(Free-text object descriptions)
● ● ● ● ● ● ●
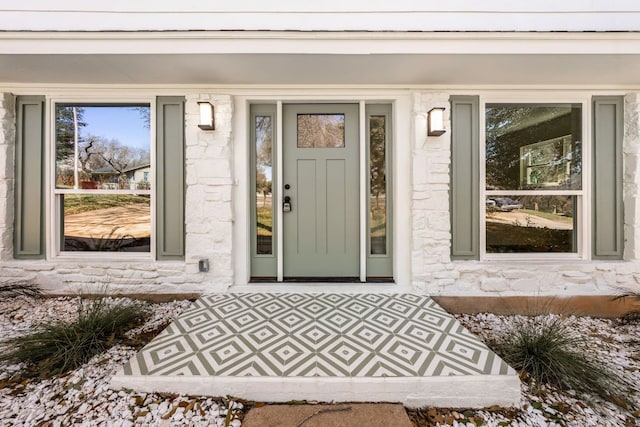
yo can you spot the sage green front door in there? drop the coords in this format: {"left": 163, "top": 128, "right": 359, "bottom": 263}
{"left": 283, "top": 104, "right": 359, "bottom": 278}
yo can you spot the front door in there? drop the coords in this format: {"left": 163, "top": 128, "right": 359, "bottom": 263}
{"left": 282, "top": 104, "right": 359, "bottom": 278}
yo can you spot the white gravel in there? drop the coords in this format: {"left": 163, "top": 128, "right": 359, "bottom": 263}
{"left": 1, "top": 296, "right": 638, "bottom": 426}
{"left": 0, "top": 297, "right": 245, "bottom": 427}
{"left": 457, "top": 313, "right": 640, "bottom": 427}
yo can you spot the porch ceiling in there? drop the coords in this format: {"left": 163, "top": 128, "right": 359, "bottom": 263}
{"left": 1, "top": 52, "right": 640, "bottom": 86}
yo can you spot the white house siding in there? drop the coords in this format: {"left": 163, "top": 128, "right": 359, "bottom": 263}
{"left": 2, "top": 1, "right": 640, "bottom": 31}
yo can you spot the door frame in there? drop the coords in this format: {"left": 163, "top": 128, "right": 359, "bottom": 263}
{"left": 235, "top": 92, "right": 411, "bottom": 287}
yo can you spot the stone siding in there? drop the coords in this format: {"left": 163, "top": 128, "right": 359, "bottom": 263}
{"left": 0, "top": 92, "right": 234, "bottom": 295}
{"left": 184, "top": 94, "right": 234, "bottom": 291}
{"left": 0, "top": 93, "right": 15, "bottom": 262}
{"left": 410, "top": 91, "right": 640, "bottom": 296}
{"left": 1, "top": 90, "right": 639, "bottom": 296}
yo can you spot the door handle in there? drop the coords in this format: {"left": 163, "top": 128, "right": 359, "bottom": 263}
{"left": 283, "top": 196, "right": 292, "bottom": 212}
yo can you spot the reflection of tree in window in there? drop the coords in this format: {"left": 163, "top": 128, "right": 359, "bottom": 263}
{"left": 297, "top": 114, "right": 345, "bottom": 148}
{"left": 55, "top": 106, "right": 86, "bottom": 163}
{"left": 485, "top": 103, "right": 582, "bottom": 254}
{"left": 370, "top": 116, "right": 386, "bottom": 255}
{"left": 255, "top": 116, "right": 273, "bottom": 255}
{"left": 485, "top": 104, "right": 581, "bottom": 191}
{"left": 55, "top": 106, "right": 151, "bottom": 190}
{"left": 54, "top": 105, "right": 152, "bottom": 252}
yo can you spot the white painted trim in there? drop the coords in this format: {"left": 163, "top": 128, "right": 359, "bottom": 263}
{"left": 4, "top": 3, "right": 640, "bottom": 33}
{"left": 3, "top": 31, "right": 640, "bottom": 55}
{"left": 359, "top": 100, "right": 367, "bottom": 282}
{"left": 582, "top": 99, "right": 592, "bottom": 260}
{"left": 54, "top": 189, "right": 151, "bottom": 195}
{"left": 393, "top": 97, "right": 412, "bottom": 286}
{"left": 10, "top": 1, "right": 640, "bottom": 13}
{"left": 232, "top": 98, "right": 250, "bottom": 285}
{"left": 276, "top": 101, "right": 284, "bottom": 282}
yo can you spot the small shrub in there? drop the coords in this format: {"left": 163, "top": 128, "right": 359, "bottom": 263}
{"left": 0, "top": 297, "right": 148, "bottom": 376}
{"left": 0, "top": 281, "right": 42, "bottom": 299}
{"left": 491, "top": 316, "right": 632, "bottom": 406}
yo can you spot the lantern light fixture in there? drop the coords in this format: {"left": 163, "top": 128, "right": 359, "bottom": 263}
{"left": 197, "top": 101, "right": 215, "bottom": 130}
{"left": 427, "top": 107, "right": 446, "bottom": 136}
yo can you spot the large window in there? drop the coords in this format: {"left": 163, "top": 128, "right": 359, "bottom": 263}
{"left": 484, "top": 103, "right": 582, "bottom": 254}
{"left": 54, "top": 104, "right": 152, "bottom": 253}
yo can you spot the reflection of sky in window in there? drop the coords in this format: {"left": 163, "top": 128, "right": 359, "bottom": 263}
{"left": 81, "top": 107, "right": 150, "bottom": 149}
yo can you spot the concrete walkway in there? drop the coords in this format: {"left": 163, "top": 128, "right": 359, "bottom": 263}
{"left": 243, "top": 404, "right": 413, "bottom": 427}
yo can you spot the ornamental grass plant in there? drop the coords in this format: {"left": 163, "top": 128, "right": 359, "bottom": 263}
{"left": 0, "top": 296, "right": 148, "bottom": 377}
{"left": 0, "top": 281, "right": 42, "bottom": 299}
{"left": 491, "top": 315, "right": 634, "bottom": 408}
{"left": 613, "top": 287, "right": 640, "bottom": 324}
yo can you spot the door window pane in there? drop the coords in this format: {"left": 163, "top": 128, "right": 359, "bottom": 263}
{"left": 256, "top": 116, "right": 273, "bottom": 255}
{"left": 370, "top": 115, "right": 386, "bottom": 255}
{"left": 486, "top": 195, "right": 576, "bottom": 253}
{"left": 297, "top": 114, "right": 345, "bottom": 148}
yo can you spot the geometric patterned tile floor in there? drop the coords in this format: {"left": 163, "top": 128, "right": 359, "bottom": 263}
{"left": 111, "top": 293, "right": 521, "bottom": 408}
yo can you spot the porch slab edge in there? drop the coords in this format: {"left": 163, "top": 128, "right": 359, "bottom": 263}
{"left": 110, "top": 373, "right": 521, "bottom": 409}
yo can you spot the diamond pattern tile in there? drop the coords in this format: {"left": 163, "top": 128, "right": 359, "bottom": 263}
{"left": 118, "top": 293, "right": 515, "bottom": 380}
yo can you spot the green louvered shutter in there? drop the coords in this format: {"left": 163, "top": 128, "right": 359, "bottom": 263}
{"left": 14, "top": 96, "right": 45, "bottom": 259}
{"left": 592, "top": 96, "right": 623, "bottom": 260}
{"left": 450, "top": 96, "right": 479, "bottom": 260}
{"left": 156, "top": 97, "right": 185, "bottom": 260}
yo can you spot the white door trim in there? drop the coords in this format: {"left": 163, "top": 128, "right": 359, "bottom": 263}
{"left": 233, "top": 92, "right": 412, "bottom": 290}
{"left": 359, "top": 100, "right": 367, "bottom": 282}
{"left": 276, "top": 101, "right": 284, "bottom": 282}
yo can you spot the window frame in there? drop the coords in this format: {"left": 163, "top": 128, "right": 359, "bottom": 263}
{"left": 479, "top": 95, "right": 591, "bottom": 261}
{"left": 47, "top": 97, "right": 156, "bottom": 260}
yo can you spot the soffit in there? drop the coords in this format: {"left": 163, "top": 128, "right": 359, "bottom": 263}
{"left": 1, "top": 53, "right": 640, "bottom": 86}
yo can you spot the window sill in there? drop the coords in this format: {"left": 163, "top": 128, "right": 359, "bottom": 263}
{"left": 52, "top": 252, "right": 154, "bottom": 263}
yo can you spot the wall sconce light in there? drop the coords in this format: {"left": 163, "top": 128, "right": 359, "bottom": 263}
{"left": 197, "top": 101, "right": 215, "bottom": 130}
{"left": 427, "top": 107, "right": 446, "bottom": 136}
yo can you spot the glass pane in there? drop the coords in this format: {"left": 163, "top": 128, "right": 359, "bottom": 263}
{"left": 486, "top": 104, "right": 582, "bottom": 191}
{"left": 370, "top": 115, "right": 386, "bottom": 255}
{"left": 297, "top": 114, "right": 345, "bottom": 148}
{"left": 255, "top": 116, "right": 273, "bottom": 255}
{"left": 55, "top": 105, "right": 151, "bottom": 190}
{"left": 486, "top": 195, "right": 576, "bottom": 253}
{"left": 62, "top": 194, "right": 151, "bottom": 252}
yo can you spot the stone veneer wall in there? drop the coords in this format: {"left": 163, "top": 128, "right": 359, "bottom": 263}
● ● ● ● ● ● ●
Exercise aim: The preceding entries should be duplicated word for word; no picture belongs in the copy.

Exercise output:
yo can you spot the sage green front door in there? drop the coords in this format: {"left": 163, "top": 128, "right": 359, "bottom": 263}
{"left": 283, "top": 104, "right": 359, "bottom": 278}
yo can you spot the front door in there? drop the coords in this format: {"left": 163, "top": 128, "right": 359, "bottom": 263}
{"left": 282, "top": 104, "right": 359, "bottom": 278}
yo can you spot the white gravel in there? drop the coords in this format: {"left": 163, "top": 128, "right": 359, "bottom": 263}
{"left": 1, "top": 296, "right": 638, "bottom": 426}
{"left": 0, "top": 297, "right": 245, "bottom": 427}
{"left": 457, "top": 313, "right": 640, "bottom": 427}
yo can you spot the porch ceiling in there? drop the coords in this format: {"left": 163, "top": 128, "right": 359, "bottom": 263}
{"left": 1, "top": 52, "right": 640, "bottom": 86}
yo can you spot the white house siding in there? drop the coords in this format: {"left": 163, "top": 128, "right": 359, "bottom": 263}
{"left": 2, "top": 1, "right": 640, "bottom": 31}
yo can you spot the door frame in there? drop the coords in this format: {"left": 163, "top": 128, "right": 359, "bottom": 263}
{"left": 235, "top": 92, "right": 411, "bottom": 287}
yo can you spot the stone siding in there? drop the coords in this format: {"left": 163, "top": 128, "right": 359, "bottom": 263}
{"left": 0, "top": 92, "right": 234, "bottom": 295}
{"left": 184, "top": 94, "right": 234, "bottom": 291}
{"left": 0, "top": 93, "right": 15, "bottom": 262}
{"left": 410, "top": 91, "right": 640, "bottom": 296}
{"left": 1, "top": 90, "right": 639, "bottom": 296}
yo can you spot the door handle in there? drop the coords in this format: {"left": 163, "top": 128, "right": 359, "bottom": 263}
{"left": 283, "top": 196, "right": 292, "bottom": 212}
yo can you spot the reflection of tree in window in there? drop the coords in this format: {"left": 163, "top": 128, "right": 359, "bottom": 263}
{"left": 297, "top": 114, "right": 345, "bottom": 148}
{"left": 55, "top": 106, "right": 86, "bottom": 163}
{"left": 485, "top": 103, "right": 582, "bottom": 254}
{"left": 370, "top": 116, "right": 386, "bottom": 255}
{"left": 255, "top": 116, "right": 273, "bottom": 255}
{"left": 485, "top": 104, "right": 581, "bottom": 191}
{"left": 55, "top": 106, "right": 151, "bottom": 190}
{"left": 54, "top": 105, "right": 152, "bottom": 252}
yo can you spot the white painted trim in there? drop the coords in this format: {"left": 163, "top": 128, "right": 359, "bottom": 263}
{"left": 4, "top": 3, "right": 640, "bottom": 33}
{"left": 3, "top": 31, "right": 640, "bottom": 55}
{"left": 359, "top": 100, "right": 367, "bottom": 282}
{"left": 582, "top": 99, "right": 592, "bottom": 260}
{"left": 54, "top": 189, "right": 151, "bottom": 195}
{"left": 393, "top": 97, "right": 412, "bottom": 286}
{"left": 10, "top": 1, "right": 640, "bottom": 13}
{"left": 232, "top": 98, "right": 250, "bottom": 285}
{"left": 276, "top": 101, "right": 284, "bottom": 282}
yo can you spot the small shrub in there? drop the coords in this format: {"left": 163, "top": 128, "right": 359, "bottom": 263}
{"left": 0, "top": 297, "right": 148, "bottom": 376}
{"left": 0, "top": 281, "right": 42, "bottom": 299}
{"left": 491, "top": 316, "right": 632, "bottom": 406}
yo can you spot the lantern light fixture in there? drop the coords in this format: {"left": 163, "top": 128, "right": 359, "bottom": 263}
{"left": 197, "top": 101, "right": 215, "bottom": 130}
{"left": 427, "top": 107, "right": 446, "bottom": 136}
yo can you spot the large window in there? drop the coords in this format: {"left": 163, "top": 128, "right": 359, "bottom": 263}
{"left": 484, "top": 103, "right": 582, "bottom": 254}
{"left": 54, "top": 104, "right": 152, "bottom": 253}
yo can you spot the reflection of sky in window in there? drop the coords in this format: {"left": 163, "top": 128, "right": 359, "bottom": 263}
{"left": 81, "top": 107, "right": 150, "bottom": 149}
yo can you spot the concrete walkway in there? drop the coords in this format: {"left": 163, "top": 128, "right": 359, "bottom": 263}
{"left": 243, "top": 404, "right": 413, "bottom": 427}
yo can you spot the ornamental grass plant in there? drop the coords in this format: {"left": 163, "top": 128, "right": 359, "bottom": 263}
{"left": 0, "top": 296, "right": 148, "bottom": 377}
{"left": 0, "top": 281, "right": 42, "bottom": 299}
{"left": 491, "top": 315, "right": 634, "bottom": 408}
{"left": 613, "top": 287, "right": 640, "bottom": 324}
yo can you spot the door window pane in there? drop the coords in this format: {"left": 163, "top": 128, "right": 359, "bottom": 263}
{"left": 256, "top": 116, "right": 273, "bottom": 255}
{"left": 370, "top": 115, "right": 386, "bottom": 255}
{"left": 486, "top": 195, "right": 576, "bottom": 253}
{"left": 297, "top": 114, "right": 345, "bottom": 148}
yo can you spot the geometric patterned tile floor in there? drop the coords in this format: {"left": 163, "top": 128, "right": 359, "bottom": 263}
{"left": 111, "top": 293, "right": 521, "bottom": 408}
yo can you spot the porch slab edge in there? drop the coords in this format: {"left": 163, "top": 128, "right": 359, "bottom": 263}
{"left": 110, "top": 373, "right": 521, "bottom": 409}
yo can you spot the diamond pattern tile in there? drop the coords in this format: {"left": 163, "top": 128, "right": 359, "bottom": 263}
{"left": 118, "top": 293, "right": 515, "bottom": 380}
yo can you spot the green louvered shutter in there? drop the coords in this format: {"left": 163, "top": 128, "right": 359, "bottom": 263}
{"left": 14, "top": 96, "right": 45, "bottom": 259}
{"left": 592, "top": 96, "right": 623, "bottom": 260}
{"left": 450, "top": 96, "right": 479, "bottom": 260}
{"left": 156, "top": 97, "right": 185, "bottom": 260}
yo can you spot the white door trim in there? drop the coords in this format: {"left": 163, "top": 128, "right": 359, "bottom": 263}
{"left": 233, "top": 92, "right": 412, "bottom": 290}
{"left": 359, "top": 100, "right": 367, "bottom": 282}
{"left": 276, "top": 101, "right": 284, "bottom": 282}
yo can you spot the window frame in there? drop the coords in this format: {"left": 163, "top": 128, "right": 359, "bottom": 263}
{"left": 479, "top": 95, "right": 591, "bottom": 261}
{"left": 47, "top": 97, "right": 156, "bottom": 260}
yo can you spot the soffit in there? drop the coords in this format: {"left": 163, "top": 128, "right": 359, "bottom": 263}
{"left": 1, "top": 53, "right": 640, "bottom": 86}
yo can you spot the window sill in there? drop the coords in this format: {"left": 163, "top": 128, "right": 359, "bottom": 263}
{"left": 52, "top": 252, "right": 154, "bottom": 263}
yo can you spot the wall sconce light in there? drop the coords in this format: {"left": 163, "top": 128, "right": 359, "bottom": 263}
{"left": 197, "top": 101, "right": 215, "bottom": 130}
{"left": 427, "top": 107, "right": 446, "bottom": 136}
yo can you spot the glass pane in there? drop the coords in this format: {"left": 163, "top": 128, "right": 359, "bottom": 263}
{"left": 486, "top": 104, "right": 582, "bottom": 191}
{"left": 370, "top": 115, "right": 386, "bottom": 255}
{"left": 297, "top": 114, "right": 345, "bottom": 148}
{"left": 255, "top": 116, "right": 273, "bottom": 255}
{"left": 55, "top": 105, "right": 151, "bottom": 190}
{"left": 486, "top": 195, "right": 576, "bottom": 253}
{"left": 62, "top": 194, "right": 151, "bottom": 252}
yo can you spot the stone veneer wall in there? drop the coords in this format: {"left": 163, "top": 128, "right": 359, "bottom": 263}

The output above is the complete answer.